#### [RECORDS FOR THE TASK]
..........

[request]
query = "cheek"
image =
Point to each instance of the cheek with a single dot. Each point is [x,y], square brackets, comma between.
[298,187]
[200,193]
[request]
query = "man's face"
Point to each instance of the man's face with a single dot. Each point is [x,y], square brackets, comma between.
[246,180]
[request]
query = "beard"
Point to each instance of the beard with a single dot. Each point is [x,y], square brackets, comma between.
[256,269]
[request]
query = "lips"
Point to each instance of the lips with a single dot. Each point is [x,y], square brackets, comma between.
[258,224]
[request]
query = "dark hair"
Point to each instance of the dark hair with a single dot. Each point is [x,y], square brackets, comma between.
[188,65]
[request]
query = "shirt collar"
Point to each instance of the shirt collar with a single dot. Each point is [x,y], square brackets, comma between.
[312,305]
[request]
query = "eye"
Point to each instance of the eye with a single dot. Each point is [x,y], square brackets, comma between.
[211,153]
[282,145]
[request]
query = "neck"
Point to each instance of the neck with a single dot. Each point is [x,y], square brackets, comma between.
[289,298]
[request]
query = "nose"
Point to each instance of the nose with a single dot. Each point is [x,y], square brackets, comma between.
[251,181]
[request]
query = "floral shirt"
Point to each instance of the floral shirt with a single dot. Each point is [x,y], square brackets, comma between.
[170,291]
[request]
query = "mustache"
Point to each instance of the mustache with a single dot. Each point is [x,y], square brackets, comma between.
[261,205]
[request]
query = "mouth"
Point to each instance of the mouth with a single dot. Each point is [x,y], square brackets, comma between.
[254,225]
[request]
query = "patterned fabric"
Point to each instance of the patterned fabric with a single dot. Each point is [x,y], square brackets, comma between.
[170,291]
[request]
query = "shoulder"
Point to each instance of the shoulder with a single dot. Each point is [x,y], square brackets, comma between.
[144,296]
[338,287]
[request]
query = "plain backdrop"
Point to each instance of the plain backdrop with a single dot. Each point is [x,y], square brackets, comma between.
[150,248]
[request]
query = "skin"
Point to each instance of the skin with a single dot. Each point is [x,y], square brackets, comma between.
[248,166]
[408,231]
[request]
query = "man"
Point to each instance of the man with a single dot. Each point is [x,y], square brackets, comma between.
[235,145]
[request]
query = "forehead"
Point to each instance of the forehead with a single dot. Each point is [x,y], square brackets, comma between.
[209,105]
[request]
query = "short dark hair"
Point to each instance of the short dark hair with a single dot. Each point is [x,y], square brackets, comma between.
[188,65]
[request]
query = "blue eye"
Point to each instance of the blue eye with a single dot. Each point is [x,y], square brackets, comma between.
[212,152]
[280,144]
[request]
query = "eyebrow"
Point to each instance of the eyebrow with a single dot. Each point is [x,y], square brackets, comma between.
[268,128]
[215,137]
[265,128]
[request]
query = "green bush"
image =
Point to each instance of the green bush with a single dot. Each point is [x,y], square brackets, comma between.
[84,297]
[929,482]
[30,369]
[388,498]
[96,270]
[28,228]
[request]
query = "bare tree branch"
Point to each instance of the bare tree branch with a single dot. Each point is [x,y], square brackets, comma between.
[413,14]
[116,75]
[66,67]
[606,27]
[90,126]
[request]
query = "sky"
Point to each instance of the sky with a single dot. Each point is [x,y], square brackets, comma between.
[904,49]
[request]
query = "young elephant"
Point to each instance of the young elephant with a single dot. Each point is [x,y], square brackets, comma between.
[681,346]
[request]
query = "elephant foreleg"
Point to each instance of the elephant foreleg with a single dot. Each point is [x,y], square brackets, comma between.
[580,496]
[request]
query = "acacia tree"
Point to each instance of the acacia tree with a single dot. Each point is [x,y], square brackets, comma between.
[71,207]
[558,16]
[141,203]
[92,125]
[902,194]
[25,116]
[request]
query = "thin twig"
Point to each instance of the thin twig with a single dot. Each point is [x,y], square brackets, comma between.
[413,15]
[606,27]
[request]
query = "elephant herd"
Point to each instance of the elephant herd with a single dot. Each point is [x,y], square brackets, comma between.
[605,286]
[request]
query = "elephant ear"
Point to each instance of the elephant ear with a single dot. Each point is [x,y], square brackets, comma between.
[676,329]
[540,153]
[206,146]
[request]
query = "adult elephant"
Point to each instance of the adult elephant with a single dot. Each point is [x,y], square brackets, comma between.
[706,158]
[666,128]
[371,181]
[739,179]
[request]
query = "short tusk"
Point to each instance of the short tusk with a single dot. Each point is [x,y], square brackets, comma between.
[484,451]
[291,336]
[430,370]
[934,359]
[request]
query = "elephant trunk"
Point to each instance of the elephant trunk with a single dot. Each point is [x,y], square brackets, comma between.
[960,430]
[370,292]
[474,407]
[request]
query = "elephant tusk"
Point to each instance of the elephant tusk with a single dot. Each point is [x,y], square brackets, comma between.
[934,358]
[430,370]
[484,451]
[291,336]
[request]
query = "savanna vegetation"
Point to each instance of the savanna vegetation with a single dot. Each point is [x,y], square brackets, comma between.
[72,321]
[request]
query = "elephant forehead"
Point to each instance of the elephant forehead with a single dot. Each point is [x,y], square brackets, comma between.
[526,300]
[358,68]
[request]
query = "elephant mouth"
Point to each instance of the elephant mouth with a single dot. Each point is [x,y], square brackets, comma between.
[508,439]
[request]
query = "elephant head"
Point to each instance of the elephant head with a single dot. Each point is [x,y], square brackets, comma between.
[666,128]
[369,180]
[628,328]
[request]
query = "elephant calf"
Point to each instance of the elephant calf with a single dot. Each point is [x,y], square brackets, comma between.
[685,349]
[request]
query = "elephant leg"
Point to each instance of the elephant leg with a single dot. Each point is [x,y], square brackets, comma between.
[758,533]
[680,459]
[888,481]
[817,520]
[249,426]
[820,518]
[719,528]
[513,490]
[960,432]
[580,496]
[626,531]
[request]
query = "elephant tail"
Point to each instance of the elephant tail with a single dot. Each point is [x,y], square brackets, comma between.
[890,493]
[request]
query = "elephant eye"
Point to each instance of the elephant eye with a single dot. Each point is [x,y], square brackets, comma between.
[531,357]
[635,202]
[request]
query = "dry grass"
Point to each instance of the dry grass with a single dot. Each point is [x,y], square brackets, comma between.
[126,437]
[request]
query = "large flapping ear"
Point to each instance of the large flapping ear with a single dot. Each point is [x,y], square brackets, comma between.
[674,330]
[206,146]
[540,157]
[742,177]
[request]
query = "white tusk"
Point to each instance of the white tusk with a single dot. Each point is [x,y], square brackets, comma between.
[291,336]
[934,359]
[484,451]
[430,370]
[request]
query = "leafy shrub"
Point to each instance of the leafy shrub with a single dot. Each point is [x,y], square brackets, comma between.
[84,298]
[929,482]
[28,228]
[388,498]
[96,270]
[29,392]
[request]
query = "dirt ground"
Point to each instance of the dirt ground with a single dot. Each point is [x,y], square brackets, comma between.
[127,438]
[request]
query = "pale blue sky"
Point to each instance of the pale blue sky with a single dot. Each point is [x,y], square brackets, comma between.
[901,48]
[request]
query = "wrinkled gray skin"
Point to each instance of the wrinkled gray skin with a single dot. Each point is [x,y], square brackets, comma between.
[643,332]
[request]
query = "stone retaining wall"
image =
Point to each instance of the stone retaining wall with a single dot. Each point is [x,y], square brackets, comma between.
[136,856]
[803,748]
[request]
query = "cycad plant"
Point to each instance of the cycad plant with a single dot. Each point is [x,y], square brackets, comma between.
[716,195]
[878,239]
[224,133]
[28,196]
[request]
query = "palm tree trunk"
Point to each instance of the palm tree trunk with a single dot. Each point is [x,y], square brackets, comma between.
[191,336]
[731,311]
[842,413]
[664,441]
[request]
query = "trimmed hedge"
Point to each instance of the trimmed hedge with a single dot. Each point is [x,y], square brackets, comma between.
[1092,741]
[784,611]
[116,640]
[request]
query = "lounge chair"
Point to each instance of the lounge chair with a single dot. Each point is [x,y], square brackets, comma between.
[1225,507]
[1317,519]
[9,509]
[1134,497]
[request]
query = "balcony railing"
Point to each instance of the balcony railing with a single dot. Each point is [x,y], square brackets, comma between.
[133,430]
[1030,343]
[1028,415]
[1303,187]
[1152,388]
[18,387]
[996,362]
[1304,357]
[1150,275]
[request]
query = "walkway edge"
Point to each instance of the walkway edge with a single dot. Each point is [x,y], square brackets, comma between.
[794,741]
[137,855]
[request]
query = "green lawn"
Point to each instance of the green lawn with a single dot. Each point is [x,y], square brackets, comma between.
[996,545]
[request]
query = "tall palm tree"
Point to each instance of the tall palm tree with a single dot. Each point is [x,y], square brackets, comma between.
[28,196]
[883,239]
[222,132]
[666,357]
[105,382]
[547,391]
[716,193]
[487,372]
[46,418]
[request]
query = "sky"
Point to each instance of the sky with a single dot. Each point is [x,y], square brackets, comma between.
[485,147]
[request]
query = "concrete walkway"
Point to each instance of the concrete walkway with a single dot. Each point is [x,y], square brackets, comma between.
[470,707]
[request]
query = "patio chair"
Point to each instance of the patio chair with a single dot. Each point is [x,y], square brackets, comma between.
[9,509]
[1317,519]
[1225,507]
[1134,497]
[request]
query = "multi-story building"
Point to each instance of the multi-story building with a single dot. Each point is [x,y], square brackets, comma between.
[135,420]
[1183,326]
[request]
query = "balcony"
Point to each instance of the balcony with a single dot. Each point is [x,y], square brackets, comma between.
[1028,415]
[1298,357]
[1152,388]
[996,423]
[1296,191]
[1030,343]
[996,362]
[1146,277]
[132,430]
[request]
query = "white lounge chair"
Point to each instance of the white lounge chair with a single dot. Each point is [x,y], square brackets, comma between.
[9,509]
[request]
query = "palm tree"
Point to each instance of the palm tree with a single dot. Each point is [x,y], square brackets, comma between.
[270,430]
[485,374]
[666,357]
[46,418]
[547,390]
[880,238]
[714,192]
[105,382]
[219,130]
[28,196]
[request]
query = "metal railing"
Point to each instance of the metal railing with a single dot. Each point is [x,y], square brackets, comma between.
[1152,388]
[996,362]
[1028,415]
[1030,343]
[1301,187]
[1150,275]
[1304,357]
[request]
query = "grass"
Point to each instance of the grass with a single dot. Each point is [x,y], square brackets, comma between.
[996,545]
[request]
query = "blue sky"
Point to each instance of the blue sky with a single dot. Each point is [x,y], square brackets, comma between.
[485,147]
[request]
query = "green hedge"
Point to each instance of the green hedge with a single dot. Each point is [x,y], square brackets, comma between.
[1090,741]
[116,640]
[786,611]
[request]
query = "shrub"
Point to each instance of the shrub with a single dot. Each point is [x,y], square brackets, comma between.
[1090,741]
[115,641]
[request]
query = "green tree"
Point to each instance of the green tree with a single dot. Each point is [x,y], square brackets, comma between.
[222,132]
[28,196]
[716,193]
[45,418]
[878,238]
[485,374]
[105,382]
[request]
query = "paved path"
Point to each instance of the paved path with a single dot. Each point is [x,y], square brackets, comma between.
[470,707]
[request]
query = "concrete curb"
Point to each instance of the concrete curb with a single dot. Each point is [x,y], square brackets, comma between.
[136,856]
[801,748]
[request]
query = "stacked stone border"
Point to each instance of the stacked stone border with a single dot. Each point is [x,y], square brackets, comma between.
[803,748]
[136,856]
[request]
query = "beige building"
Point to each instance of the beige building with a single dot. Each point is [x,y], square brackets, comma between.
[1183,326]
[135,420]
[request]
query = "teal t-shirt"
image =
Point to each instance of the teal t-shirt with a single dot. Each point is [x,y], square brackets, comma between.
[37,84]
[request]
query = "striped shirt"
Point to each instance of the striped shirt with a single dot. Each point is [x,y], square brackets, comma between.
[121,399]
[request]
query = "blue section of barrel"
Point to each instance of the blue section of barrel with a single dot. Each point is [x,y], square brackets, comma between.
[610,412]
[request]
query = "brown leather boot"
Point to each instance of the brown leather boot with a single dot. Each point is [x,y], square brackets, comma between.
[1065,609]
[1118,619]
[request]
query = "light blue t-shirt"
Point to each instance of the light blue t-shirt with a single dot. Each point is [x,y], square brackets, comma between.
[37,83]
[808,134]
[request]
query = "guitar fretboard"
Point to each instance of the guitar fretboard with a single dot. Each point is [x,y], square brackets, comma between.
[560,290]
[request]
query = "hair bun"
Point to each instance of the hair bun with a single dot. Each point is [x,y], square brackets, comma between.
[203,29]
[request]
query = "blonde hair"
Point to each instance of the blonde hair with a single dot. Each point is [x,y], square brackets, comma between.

..........

#### [WRITTEN TASK]
Tally the lines in the entries above that contain the string "section", with case counting, and give only the number.

#### [ANSWER BELOW]
2